▶ _To be done_
Rewrite the listing below, starting at the line containing "Question. For every instance of the riverbank, which" and ending at the last line of the listing, with "riverbank" replaced by "shoreline" and all else unchanged.

▶ _Data for this task_

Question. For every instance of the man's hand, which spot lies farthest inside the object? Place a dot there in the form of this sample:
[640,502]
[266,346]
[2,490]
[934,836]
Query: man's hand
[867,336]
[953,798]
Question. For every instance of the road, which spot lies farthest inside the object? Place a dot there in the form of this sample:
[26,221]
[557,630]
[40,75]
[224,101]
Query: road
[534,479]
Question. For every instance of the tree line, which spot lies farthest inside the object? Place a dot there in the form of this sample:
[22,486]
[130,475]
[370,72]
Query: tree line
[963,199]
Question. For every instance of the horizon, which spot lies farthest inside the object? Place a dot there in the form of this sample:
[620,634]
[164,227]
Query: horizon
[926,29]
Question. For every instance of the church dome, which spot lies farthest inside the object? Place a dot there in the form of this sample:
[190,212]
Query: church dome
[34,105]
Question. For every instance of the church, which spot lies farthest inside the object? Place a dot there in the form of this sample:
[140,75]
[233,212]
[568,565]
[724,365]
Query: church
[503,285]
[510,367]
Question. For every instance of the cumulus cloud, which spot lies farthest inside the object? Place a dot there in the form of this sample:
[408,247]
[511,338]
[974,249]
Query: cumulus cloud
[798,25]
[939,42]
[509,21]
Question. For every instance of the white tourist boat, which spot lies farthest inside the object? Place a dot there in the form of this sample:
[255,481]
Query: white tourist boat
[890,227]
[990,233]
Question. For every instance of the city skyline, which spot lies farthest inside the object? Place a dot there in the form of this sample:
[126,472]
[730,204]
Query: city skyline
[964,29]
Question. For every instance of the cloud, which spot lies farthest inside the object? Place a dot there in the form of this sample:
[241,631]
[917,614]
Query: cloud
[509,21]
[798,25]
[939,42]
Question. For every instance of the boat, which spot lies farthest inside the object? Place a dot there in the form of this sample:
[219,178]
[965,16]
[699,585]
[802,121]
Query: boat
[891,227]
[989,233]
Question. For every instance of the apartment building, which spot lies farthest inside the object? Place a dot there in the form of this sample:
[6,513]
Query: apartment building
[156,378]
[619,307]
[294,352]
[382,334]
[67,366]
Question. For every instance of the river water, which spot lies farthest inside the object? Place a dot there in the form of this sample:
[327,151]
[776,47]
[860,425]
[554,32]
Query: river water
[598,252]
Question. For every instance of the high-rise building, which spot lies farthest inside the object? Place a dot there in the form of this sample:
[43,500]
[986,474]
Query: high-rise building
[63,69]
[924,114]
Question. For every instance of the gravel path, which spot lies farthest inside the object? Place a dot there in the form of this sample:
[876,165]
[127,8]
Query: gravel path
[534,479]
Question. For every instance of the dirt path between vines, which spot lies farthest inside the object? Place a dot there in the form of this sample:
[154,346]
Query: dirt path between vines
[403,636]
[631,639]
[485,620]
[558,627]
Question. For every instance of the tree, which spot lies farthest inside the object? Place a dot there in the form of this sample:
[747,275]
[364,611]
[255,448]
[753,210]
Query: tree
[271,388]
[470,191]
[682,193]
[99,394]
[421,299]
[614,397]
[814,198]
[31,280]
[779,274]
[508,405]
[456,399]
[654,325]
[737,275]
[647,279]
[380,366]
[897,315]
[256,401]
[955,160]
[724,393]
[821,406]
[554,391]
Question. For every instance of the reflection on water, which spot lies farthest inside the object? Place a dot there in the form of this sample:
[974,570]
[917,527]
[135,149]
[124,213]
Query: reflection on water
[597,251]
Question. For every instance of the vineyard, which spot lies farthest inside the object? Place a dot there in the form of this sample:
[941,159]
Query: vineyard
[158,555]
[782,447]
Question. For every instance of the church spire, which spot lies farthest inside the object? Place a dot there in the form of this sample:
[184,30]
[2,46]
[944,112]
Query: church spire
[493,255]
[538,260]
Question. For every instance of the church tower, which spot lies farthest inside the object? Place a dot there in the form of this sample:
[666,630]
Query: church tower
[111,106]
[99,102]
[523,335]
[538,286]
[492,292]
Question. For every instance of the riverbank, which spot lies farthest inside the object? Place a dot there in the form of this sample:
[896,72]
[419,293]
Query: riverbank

▶ _Answer for the task_
Question. For every instance of the shoreline, which spot lies farthest inside the object? Place a dot there in the form of this sample:
[896,72]
[419,293]
Query: shoreline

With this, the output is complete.